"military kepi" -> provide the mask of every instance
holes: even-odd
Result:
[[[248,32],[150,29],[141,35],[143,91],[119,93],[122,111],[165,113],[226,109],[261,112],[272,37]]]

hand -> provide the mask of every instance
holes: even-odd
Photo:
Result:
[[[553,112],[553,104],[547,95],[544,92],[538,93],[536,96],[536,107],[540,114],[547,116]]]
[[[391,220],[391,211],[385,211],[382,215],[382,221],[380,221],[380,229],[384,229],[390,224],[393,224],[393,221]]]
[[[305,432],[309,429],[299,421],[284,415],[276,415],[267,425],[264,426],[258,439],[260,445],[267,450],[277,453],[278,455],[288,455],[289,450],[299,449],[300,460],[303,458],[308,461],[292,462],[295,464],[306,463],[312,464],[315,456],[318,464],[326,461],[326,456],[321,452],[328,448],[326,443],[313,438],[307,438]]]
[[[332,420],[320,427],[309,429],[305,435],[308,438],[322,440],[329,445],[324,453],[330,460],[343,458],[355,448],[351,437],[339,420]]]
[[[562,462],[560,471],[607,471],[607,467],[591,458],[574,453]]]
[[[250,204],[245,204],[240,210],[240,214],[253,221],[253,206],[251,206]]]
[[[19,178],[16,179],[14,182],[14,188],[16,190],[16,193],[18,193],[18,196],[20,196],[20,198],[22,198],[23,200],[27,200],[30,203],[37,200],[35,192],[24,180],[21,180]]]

> Exercise description
All lines of the data that hold "provide" need to be copied.

> Task output
"military kepi" -> provide the mask of every instance
hand -> provide the mask of every instance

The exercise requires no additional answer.